======== Document
THE GHOST WRITER (2010)
Roman Polanski
Par Alexandre Fontaine Rousseau
« Forget it, Jake. It's Chinatown. » Cet aveu d'impuissance,
sentiment qui traverse l'oeuvre entière de Roman Polanski, la
finale de son plus récent film The Ghost Writer s'en
fait l'écho de manière on ne peut plus explicite. La vérité,
chez l'auteur de Repulsion, n'a jamais le dernier mot ; elle
s'enterre, s'achète, se trafique, esclave d'un pouvoir invisible
qui manipule les ficelles à l'échelle du monde entier.
D'où cette éternelle aliénation, fil conducteur
d'une filmographie qui, passant d'un genre à l'autre, revient
immanquablement au cul-de-sac de la réclusion. Cinéaste
de l'isolation terminale, Polanski place ses héros seuls contre
tous - les accule aux frontières immuables de la folie et les
laisse se débattre tandis que l'étau se resserre cruellement
sur eux, tandis que les dernières issues envisageables se referment
définitivement les unes après les autres. Cette logique
impitoyable qu'il a déployée dans certains des thrillers
psychologiques les plus impeccables de l'Histoire du cinéma,
le réalisateur l'applique cette fois à un scénario
politique parfaitement actuel - dans un film qui n'est, certes, pas
en noir et blanc, mais que la couleur semble avoir fui irrémédiablement.
Invité à visiter les coulisses de ce pouvoir, l'auteur
fantôme qu'incarne Ewan McGregor s'aventure naïvement au-delà
des balises établies par ses guides et se laisse prendre au piège
de la curiosité. « You know what happens to nosy fellows?
», demandait Polanski lui-même à Jack Nicholson dans
Chinatown : « They lose their noses. »
Leçon qu'apprendra à ses dépens le protagoniste
du présent film.
S'il est une oeuvre dans la filmographie du cinéaste d'origine
polonaise à laquelle se compare ce Ghost Writer, c'est
plus spécifiquement le sous-estimé thriller fantastique
The Ninth Gate. En réalité, la progression dramatique
des deux films (et l'écriture elle-même, jusque dans certaines
scènes et répliques du film de 1999 qui trouvent ici leur
double presque exact) est parfois si similaire que l'on pourrait en
les superposant relever d'étonnantes correspondances. Mais le
satanisme exclusif de ce film s'est métamorphosé en un
cercle politique tout aussi élitiste que l'était, par
exemple, la monarchie de la nuit réunie à l'occasion de
la spectaculaire finale du Bal des vampires. Les héros
de Polanski sont confrontés aux régimes les excluant,
aux systèmes leur interdisant l'accès à la vérité
- à ceux qui s'approprient cette vérité pour asseoir
leur pouvoir personnel, et ainsi assurer la perpétuation de leur
dictature. C'est par l'ingénieuse articulation qu'il propose
de cette conception un brin paranoïaque du monde que The Ghost
Writer se démarque du bête exercice d'application
des conventions du genre dans lequel il s'inscrit : les tensions créées
ne seront pas apaisées par un miraculeux revirement de situation,
la logique interne du film ne sera pas trahie au nom du sacrosaint désir
de plaisir du spectateur. Tout, ici, respecte scrupuleusement le raisonnement
interne du drame (l'écriture des divers personnages s'avère,
à cet égard, absolument exemplaire) et l'atmosphère
qu'impose en quelques plans à peine le cinéaste correspond
en tous points aux idées qu'il tente de véhiculer.
================
# Consignes:
a) Pour chaque affirmation, dites si elle concorde avec la critique de The Ghost Writer. Répondez par oui ou non et citez mot pour mot les termes qui tranchent.
(i) Le film est surtout rapproché de The Ninth Gate dans la filmographie de Polanski.
(ii) The Ghost Writer est tourné en noir et blanc.
(iii) Un revirement de situation final vient apaiser les tensions du film.
b) Rédigez la suite de la critique de The Ghost Writer à partir de sa dernière phrase.
Vous n'avez pas besoin des entrées.
======== Données fournies
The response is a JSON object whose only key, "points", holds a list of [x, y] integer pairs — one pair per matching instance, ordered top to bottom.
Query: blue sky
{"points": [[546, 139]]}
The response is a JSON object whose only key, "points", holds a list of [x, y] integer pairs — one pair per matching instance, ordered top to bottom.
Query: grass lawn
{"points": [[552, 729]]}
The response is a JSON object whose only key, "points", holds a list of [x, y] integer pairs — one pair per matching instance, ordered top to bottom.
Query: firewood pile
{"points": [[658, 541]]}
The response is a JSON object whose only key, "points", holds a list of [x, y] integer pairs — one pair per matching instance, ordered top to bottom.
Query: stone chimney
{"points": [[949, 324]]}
================
# Réponses:
a)
(i) Oui : « c'est plus spécifiquement le sous-estimé thriller fantastique The Ninth Gate »
(ii) Non : « un film qui n'est, certes, pas en noir et blanc »
(iii) Non : « les tensions créées ne seront pas apaisées par un miraculeux revirement de situation »

b)
Il serait, certes, tentant (et justifié) de dresser des parallèles
entre l'intrigue de ce film et la vie personnelle torturée de
son auteur - d'y lire entre les lignes les fragments d'une histoire
hautement médiatisée qui a fait l'objet d'un documentaire,
Roman Polanski: Wanted and Desired, il y a deux ans à
peine. Mais ce serait limiter notre lecture du film au registre anecdotique
du biographique - apparence que dépassera à ses dépens
le protagoniste interprété par McGregor. Si les profondes
angoisses récurrentes du cinéaste prennent racines quelque
part dans ce passé trouble qui est le sien, celles qui animent
plus spécifiquement The Ghost Writer appartiennent sans
conteste à l'ère de la « guerre contre la terreur
», de l'occupation irakienne, des think tanks néo-conservateurs
et du Patriot Act. À une décennie qu'a traversée
en perpétuel exilé le cinéaste maudit. La résidence
où il installe ingénieusement son huis clos se veut en
quelque sorte un microcosme de cette époque, de cette modernité
désincarnée que sa caméra observe avec le détachement
la caractérisant : le monde extérieur n'y parvient que
par l'entremise d'écrans de télévision relayant
des nouvelles « refroidies » par le médium, les automobiles
de luxe y reluisent comme dans des publicités dernier cri, les
surfaces épurées s'accordent aux tons neutres de l'ensemble.
Cette atmosphère d'homogénéité calculée
absorbe les émotions, neutralise les tensions ; les serviteurs
s'affairent à balayer les herbes poussées par le vent
qu'ils viennent à peine de ramasser, tout rentre dans l'ordre
avant même que celui-ci ait été ébranlé.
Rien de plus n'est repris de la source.